— START SELECTED EXTRACT —

The rising popularity of ethanol is not unique to the United States. The ethanol market in Brazil is growing by leaps and bounds ... and observers say Brazilian ethanol exports coming off the 2004-2005 harvest will be three times higher than the previous year's totals.
Officials attribute the rise in exports to rising world petroleum prices ... and harvest declines in India that forced that country to import ethanol.
The growth in ethanol production in the U.S. has been equally phenomenal. That's especially true in Minnesota, where co-ops manufacture much of the grain-based fuel. The high productivity is due in part to State of Minnesota incentives ... and also to the entrepreneurial spirit of farmer cooperatives that understand the profit potentials. David Miller explains.
Dale Tolifson is a grain farmer and chairman of the board for the Chippewa Valley Agrafuels Cooperative in Benson, Minnesota. Tolifson is so committed to the creation of ethanol 3/4 of the corn he and his brother grow goes to the Chippewa Valley Ethanol Company, the co-op's investor owned ethanol processing plant.
Dale Tolifson, Chippewa Valley Agrafuels Cooperative: "So, we went in there with a little bit of an attitude, well, I think it will work but we really don't know. But it was a tough decision whether we should go into it or not and as it turned out it was a very good decision."
To become part of the operation, a minimum 5000 share purchase was required. To date, 11 million shares have been sold and several thousand of those are available for purchase through a company stock exchange. Shares purchased at $2 are now being offered for sale at between $3 and $4. Each share is a commitment to bring one bushel of grain to the cooperatives doors.
In 2003, the Minnesota Legislature passed a law that all gasoline sold in Minnesota be required to contain 10 percent ethanol. The move would appear to have created a ready made market for producers. Even so, Chippewa Valley members are concerned about the possibility of an overabundance of ethanol being available for sale. Bill Lee is General Manager of the Chippewa Valley Ethanol Company and chairman of the board for the Renewable Fuels Association.
Bill Lee, Chippewa Valley Ethanol Company: "What is a little different here is we're selling ethanol into a gasoline system that is much, much huger than our supply and it has show tremendous ability to absorb a lot of more ethanol and I see that continuing for some time."
One of the advantages to becoming a part of ventures like Chippewa Valley is the increase in income gained by taking grain to an ethanol plant instead of delivering it to an elevator. Members receive an eight cent per bushel premium over market price and the average payment is now $2.61 per bushel. Recently, shareholders were paid a 50-cent a bushel dividend. Part of the dividend was made possible through the sale of co-products produced by the fermentation process like distillers dried grains and solubles, or DDGS. Chippewa Valley sells 11,500 tons of DDGS each month as animal feed to in a 30-mile radius of the plant.

— END SELECTED EXTRACT —
— START EXTRACTED ENTRIES —

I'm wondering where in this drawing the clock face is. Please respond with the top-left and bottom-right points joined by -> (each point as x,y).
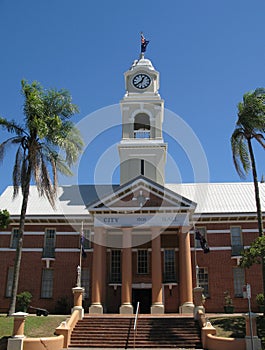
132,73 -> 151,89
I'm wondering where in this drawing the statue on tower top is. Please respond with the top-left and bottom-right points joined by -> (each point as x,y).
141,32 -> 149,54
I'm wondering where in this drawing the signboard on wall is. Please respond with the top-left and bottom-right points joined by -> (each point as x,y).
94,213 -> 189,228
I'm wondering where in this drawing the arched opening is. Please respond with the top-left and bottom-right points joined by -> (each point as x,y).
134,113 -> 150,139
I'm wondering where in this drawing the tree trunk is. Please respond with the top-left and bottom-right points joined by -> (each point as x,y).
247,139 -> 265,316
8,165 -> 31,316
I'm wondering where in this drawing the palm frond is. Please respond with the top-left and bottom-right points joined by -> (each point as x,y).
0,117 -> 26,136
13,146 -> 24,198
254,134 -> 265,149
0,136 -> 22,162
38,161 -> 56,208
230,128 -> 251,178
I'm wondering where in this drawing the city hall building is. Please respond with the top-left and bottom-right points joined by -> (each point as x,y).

— END EXTRACTED ENTRIES —
— START EXTRACTED ENTRIES —

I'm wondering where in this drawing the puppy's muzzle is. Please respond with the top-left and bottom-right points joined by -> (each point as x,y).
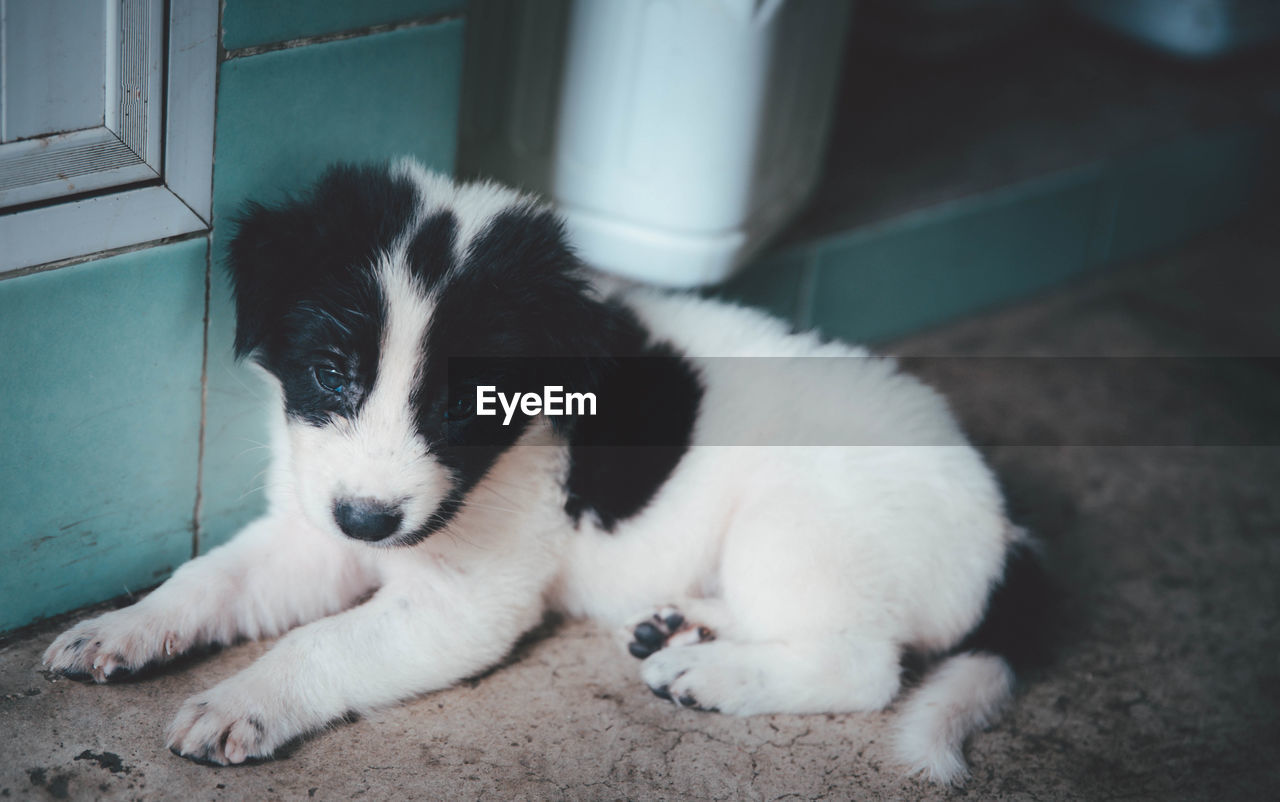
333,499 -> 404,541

— END EXTRACTED ENTRIES —

DIRECTIVE A.
Translate this sentence from the ethanol report into Spanish: "The growth in ethanol production in the U.S. has been equally phenomenal."
DIRECTIVE B.
Reproduce the ethanol report from "The rising popularity" up to and including "to import ethanol.", swapping "petroleum" for "crude oil".
DIRECTIVE C.
Write the next part of the ethanol report, picking up after its last sentence.

TASK RESULT A.
El crecimiento de la producción de etanol en los EE. UU. ha sido igualmente fenomenal.

TASK RESULT B.
The rising popularity of ethanol is not unique to the United States. The ethanol market in Brazil is growing by leaps and bounds ... and observers say Brazilian ethanol exports coming off the 2004-2005 harvest will be three times higher than the previous year's totals.
Officials attribute the rise in exports to rising world crude oil prices ... and harvest declines in India that forced that country to import ethanol.

TASK RESULT C.
In addition, some of the alcohol is being sold as an industrial solvent and a small amount of wheat, rye, and rose petals have been fermented for Infinite Spirits line of Shakers vodkas.
But one of the more significant moves is the distribution of E85, a fuel blend that is 85% ethanol, to 20 gas stations in the area. Though it can only be used in Flexible Fuel Vehicles, or FFV's, there is a significant price and environmental advantage to using this specialized mixture.
Tolifson owns an FFV, one of approximately four million on the road today, and plans to keep the fuel in the tanks on his property. Though he has experienced a two-mile per gallon drop in fuel efficiency, his pick-up truck has not shown any loss of performance.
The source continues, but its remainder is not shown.